Every record below needs to be retyped exactly as it appears.
** TASK MATERIAL follows **
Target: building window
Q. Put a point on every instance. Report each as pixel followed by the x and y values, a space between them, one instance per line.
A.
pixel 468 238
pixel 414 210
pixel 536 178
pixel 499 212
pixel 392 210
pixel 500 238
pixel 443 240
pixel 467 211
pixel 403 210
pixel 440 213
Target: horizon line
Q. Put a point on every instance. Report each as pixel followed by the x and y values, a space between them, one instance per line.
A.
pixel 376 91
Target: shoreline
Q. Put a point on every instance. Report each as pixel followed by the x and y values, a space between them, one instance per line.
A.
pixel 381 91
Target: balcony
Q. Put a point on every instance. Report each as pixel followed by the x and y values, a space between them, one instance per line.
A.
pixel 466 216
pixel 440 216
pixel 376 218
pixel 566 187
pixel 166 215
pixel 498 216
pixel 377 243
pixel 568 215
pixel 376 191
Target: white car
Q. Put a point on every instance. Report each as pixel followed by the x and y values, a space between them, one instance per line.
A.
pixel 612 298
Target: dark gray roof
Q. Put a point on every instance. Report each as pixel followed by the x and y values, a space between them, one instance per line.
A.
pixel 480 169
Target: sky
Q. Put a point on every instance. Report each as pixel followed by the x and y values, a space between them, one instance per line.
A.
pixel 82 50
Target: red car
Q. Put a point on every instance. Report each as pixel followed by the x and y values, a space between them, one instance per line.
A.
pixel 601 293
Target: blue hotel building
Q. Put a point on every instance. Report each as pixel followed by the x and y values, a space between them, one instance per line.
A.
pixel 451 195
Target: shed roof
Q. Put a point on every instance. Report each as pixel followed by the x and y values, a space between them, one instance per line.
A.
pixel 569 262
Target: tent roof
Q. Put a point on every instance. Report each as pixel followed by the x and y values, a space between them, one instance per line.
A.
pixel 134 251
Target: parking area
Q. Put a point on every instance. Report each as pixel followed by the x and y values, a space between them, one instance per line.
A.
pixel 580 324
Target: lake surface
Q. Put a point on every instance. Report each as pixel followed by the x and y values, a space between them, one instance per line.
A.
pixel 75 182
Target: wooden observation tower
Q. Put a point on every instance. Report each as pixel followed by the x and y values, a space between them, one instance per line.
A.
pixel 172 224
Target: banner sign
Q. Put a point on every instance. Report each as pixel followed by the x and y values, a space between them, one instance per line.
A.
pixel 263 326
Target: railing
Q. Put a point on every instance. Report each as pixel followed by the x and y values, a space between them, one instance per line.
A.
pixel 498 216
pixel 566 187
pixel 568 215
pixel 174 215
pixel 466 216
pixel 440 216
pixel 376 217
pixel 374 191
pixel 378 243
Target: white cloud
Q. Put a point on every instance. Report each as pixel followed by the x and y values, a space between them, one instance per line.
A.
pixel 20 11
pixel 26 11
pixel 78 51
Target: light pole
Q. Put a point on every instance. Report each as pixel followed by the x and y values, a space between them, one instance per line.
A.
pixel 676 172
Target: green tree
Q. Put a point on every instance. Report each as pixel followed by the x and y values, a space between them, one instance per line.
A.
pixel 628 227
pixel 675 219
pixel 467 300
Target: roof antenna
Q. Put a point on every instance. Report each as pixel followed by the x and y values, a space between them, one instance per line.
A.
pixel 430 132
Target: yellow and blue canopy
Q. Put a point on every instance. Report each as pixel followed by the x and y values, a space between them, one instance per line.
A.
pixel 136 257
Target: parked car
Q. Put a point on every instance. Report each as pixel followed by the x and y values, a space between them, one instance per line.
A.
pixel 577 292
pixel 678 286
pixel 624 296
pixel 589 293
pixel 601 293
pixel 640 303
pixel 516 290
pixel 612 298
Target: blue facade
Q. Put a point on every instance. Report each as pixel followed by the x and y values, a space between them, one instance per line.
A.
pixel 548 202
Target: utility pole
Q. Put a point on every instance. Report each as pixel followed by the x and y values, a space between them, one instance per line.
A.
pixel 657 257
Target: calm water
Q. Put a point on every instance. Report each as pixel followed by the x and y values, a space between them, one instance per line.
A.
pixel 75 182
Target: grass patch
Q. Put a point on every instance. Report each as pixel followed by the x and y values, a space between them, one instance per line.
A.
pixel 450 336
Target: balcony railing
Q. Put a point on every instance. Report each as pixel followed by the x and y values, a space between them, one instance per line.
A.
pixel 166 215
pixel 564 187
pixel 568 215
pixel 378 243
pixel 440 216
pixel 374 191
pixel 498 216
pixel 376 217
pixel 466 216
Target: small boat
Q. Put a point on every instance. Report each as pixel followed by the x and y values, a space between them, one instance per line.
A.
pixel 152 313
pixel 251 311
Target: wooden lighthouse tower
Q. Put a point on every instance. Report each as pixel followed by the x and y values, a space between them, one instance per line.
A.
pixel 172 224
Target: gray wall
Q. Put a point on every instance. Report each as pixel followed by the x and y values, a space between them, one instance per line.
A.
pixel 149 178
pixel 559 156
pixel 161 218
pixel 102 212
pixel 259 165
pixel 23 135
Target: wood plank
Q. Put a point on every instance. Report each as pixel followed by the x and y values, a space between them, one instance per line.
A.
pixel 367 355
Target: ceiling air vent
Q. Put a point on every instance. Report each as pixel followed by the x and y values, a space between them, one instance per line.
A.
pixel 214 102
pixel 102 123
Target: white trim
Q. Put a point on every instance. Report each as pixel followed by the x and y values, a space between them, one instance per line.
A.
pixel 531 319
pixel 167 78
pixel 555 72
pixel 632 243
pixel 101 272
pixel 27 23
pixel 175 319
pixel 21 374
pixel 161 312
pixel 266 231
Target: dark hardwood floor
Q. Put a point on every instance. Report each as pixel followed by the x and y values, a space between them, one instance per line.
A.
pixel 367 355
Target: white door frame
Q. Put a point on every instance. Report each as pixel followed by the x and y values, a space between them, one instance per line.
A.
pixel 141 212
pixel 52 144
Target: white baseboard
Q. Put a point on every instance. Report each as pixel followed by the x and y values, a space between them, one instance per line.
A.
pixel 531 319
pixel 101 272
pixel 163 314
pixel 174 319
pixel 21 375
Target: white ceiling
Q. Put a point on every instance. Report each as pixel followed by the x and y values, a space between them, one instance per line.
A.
** End of TASK MATERIAL **
EXERCISE SOLUTION:
Target: building window
Q. Put a point on every instance. Report each as pixel followed by the x and y values, a space between them, one instance per line.
A.
pixel 468 238
pixel 414 210
pixel 536 178
pixel 499 212
pixel 392 210
pixel 500 238
pixel 443 240
pixel 467 211
pixel 403 210
pixel 440 213
Target: horizon line
Q. Put a point on every instance. Report each as pixel followed by the x and y values, a space between them, one instance per line.
A.
pixel 376 91
Target: shoreline
Q. Put a point on every instance. Report each as pixel followed by the x and y values, a space between them, one instance per line.
A.
pixel 381 91
Target: balcony
Q. Put a point on every instance. Report each as pixel followed by the x and y values, a space between them, one instance per line.
A.
pixel 466 216
pixel 440 216
pixel 376 218
pixel 566 187
pixel 166 215
pixel 498 216
pixel 377 243
pixel 568 215
pixel 376 191
Target: white car
Q. Put a point on every instance. Report each as pixel followed by the x and y values, a space between them, one instance per line.
A.
pixel 612 298
Target: dark gray roof
Q. Put a point on every instance. Report each as pixel followed by the x and y values, a space between them, one instance per line.
A.
pixel 480 169
Target: sky
Q. Put a point on every instance. Report each as pixel followed by the x and y values, a space between them, one instance per line.
A.
pixel 82 50
Target: red car
Q. Put a point on every instance. Report each as pixel followed by the x and y values, a space between them, one instance per line.
A.
pixel 601 293
Target: blue hotel building
Q. Put a point on every instance. Report each as pixel followed by the x and y values, a space between them, one instance per line.
A.
pixel 451 195
Target: shed roof
Q. Put a point on every instance. Report each as pixel followed by the x and y values, a space between them, one instance per line.
A.
pixel 569 262
Target: tent roof
Q. Put a point on every instance. Report each as pixel followed by the x and y values, a space between them, one instance per line.
A.
pixel 134 251
Target: parking area
Q. Put a point on every instance. Report each as pixel followed by the x and y values, a space between them, one instance per line.
A.
pixel 580 324
Target: lake surface
Q. Put a point on every instance. Report each as pixel followed by the x and y values, a space between them, one instance per line.
A.
pixel 75 182
Target: wooden observation tower
Q. Put a point on every instance. Report each as pixel followed by the x and y values, a space between them, one instance per line.
A.
pixel 172 224
Target: banner sign
Q. Put a point on every instance. Report each as pixel followed by the x and y values, a space between them, one instance per line.
A.
pixel 263 326
Target: railing
Q. Put a point on every instance. Report each as pixel followed by the x and y values, a space between them, one instance per line.
A.
pixel 498 216
pixel 566 187
pixel 568 215
pixel 174 215
pixel 466 216
pixel 440 216
pixel 376 217
pixel 374 191
pixel 378 243
Target: white cloud
Q. Put a point on every instance. Report each as pixel followed by the x and y values, a space between them, one instance per line.
A.
pixel 20 11
pixel 26 11
pixel 78 51
Target: light pole
Q. Put a point on every instance. Report each as pixel followed by the x and y values, a space between them, one instance per line.
A.
pixel 676 172
Target: green tree
Q. Put a point on every instance. Report each as pixel followed by the x and y values, a space between them, one instance per line.
A.
pixel 628 227
pixel 675 219
pixel 467 300
Target: roof antenna
Q. Put a point on every instance. Report each as pixel followed by the x and y values, a space between them, one instance per line.
A.
pixel 430 132
Target: yellow and blue canopy
Q. Put a point on every instance. Report each as pixel followed by the x and y values, a space between them, one instance per line.
A.
pixel 136 257
Target: parked car
Q. Put a point on every instance. Report each as pixel followed by the x and y values, a space between them, one instance per line.
A.
pixel 577 292
pixel 678 286
pixel 624 296
pixel 589 293
pixel 601 293
pixel 640 303
pixel 516 290
pixel 612 298
Target: blue facade
Q. Put a point on every instance. Report each as pixel followed by the x and y values, a space between them, one instance per line.
A.
pixel 548 202
Target: utility pole
Q. Put a point on every instance. Report each as pixel followed by the x and y values, a space between them, one instance per line.
A.
pixel 657 257
Target: calm water
Q. Put a point on every instance. Report each as pixel followed by the x and y values, a space between them, one instance per line.
A.
pixel 75 182
Target: grass patch
Q. Put a point on every instance. Report each as pixel followed by the x and y values, a space between them, one instance per line.
A.
pixel 450 336
Target: balcony railing
Q. Put a point on every instance. Report each as pixel followed by the x and y values, a space between them, one instance per line.
A.
pixel 166 215
pixel 564 187
pixel 568 215
pixel 378 243
pixel 440 216
pixel 374 191
pixel 498 216
pixel 376 217
pixel 466 216
Target: small boat
Q. Put a point on every instance. Report each as pixel followed by the x and y values, a space between them, one instance per line.
A.
pixel 152 313
pixel 251 311
Target: wooden lighthouse tower
Q. Put a point on every instance. Report each as pixel followed by the x and y values, a space between them, one instance per line.
A.
pixel 172 224
Target: gray wall
Q. Put a point on every instance. Report each as pixel followed by the x and y values, a space between them, one instance per line.
A.
pixel 149 178
pixel 559 156
pixel 161 218
pixel 102 212
pixel 259 165
pixel 23 135
Target: wood plank
Q. Put a point on every instance. Report each as pixel followed by the x and y values, a space between them, one instance per line.
A.
pixel 367 355
Target: ceiling air vent
Q. Put a point on every instance. Report each as pixel followed by the x and y values, a space between them, one instance per line.
A.
pixel 214 102
pixel 102 123
Target: white trim
Q. Put a point on every instance. Report each as pixel followed by the x and y values, a space between them, one instance per line.
A.
pixel 531 319
pixel 167 78
pixel 555 72
pixel 632 243
pixel 101 272
pixel 27 23
pixel 175 319
pixel 21 374
pixel 161 312
pixel 266 231
Target: dark hardwood floor
Q. Put a point on every instance. Report each as pixel followed by the x and y values, a space between them, one instance per line.
A.
pixel 367 355
Target: white door frame
Q. Put a point on every instance. Report each as pixel followed by the x and y values, a space between them, one instance per line.
A.
pixel 141 212
pixel 52 144
Target: white baseboard
Q. Put a point on every instance. Report each as pixel followed by the x and y values, a space between them, one instance per line.
A.
pixel 531 319
pixel 101 272
pixel 163 314
pixel 174 319
pixel 21 375
Target: white ceiling
Q. Put a point on every instance. Report each as pixel followed by the x and y values, a space between them, one instance per line.
A.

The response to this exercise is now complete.